DESCRIPTION OF THE TASK: Reproduce every entry below word for word, with all of its lines.

INFORMATION PROVIDED:

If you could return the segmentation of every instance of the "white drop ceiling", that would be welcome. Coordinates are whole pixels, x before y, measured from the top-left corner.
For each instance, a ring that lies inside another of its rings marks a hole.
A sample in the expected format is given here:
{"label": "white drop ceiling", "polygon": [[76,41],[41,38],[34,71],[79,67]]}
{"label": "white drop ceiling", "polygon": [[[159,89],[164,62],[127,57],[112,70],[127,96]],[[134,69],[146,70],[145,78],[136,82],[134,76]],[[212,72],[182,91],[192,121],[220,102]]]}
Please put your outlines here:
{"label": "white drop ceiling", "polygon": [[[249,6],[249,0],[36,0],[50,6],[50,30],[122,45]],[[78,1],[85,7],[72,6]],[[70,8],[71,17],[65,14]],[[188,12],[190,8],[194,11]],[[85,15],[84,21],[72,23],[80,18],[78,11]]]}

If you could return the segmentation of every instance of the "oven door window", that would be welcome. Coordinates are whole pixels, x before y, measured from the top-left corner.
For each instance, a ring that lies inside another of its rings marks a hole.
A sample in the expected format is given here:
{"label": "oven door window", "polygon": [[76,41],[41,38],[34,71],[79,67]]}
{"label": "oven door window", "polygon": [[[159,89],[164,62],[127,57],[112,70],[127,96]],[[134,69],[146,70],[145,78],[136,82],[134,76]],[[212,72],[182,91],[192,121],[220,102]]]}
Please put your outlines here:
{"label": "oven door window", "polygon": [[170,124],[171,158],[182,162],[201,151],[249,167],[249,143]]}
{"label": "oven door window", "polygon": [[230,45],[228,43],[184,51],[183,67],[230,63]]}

SOLUTION FOR THIS EXERCISE:
If you could return the segmentation of every instance of the "white drop ceiling", that would be welcome. Coordinates are whole pixels, x before y, measured from the top-left corner.
For each instance, a ring that lies inside another of its rings marks a hole.
A sample in the expected format is given here:
{"label": "white drop ceiling", "polygon": [[76,41],[41,38],[34,71],[79,67]]}
{"label": "white drop ceiling", "polygon": [[[159,89],[164,62],[127,57],[112,70],[127,96]],[[134,69],[146,70],[145,78],[136,82],[134,76]],[[212,72],[182,91],[192,121],[220,102]]]}
Please put your outlines here:
{"label": "white drop ceiling", "polygon": [[[249,6],[249,0],[36,0],[50,6],[50,30],[122,45]],[[78,1],[85,7],[72,6]],[[70,8],[71,17],[65,14]],[[188,12],[190,8],[194,11]],[[85,15],[84,21],[72,23],[80,18],[78,11]]]}

If you could return the segmentation of every instance of the "oven door window", that would be welcome. Coordinates are whole pixels, x before y, measured from the top-left corner.
For each instance, a ring that lies inside another of its rings marks a hole.
A sample in the expected format is given here:
{"label": "oven door window", "polygon": [[76,41],[41,38],[34,71],[79,67]]}
{"label": "oven door window", "polygon": [[[159,89],[164,62],[127,57],[112,70],[127,96]],[[134,69],[146,70],[145,78],[136,82],[134,76]],[[212,72],[182,91],[192,121],[220,102]]]}
Please put your outlines here:
{"label": "oven door window", "polygon": [[170,124],[171,158],[182,162],[201,151],[249,167],[249,143]]}
{"label": "oven door window", "polygon": [[230,45],[228,43],[184,51],[183,67],[230,63]]}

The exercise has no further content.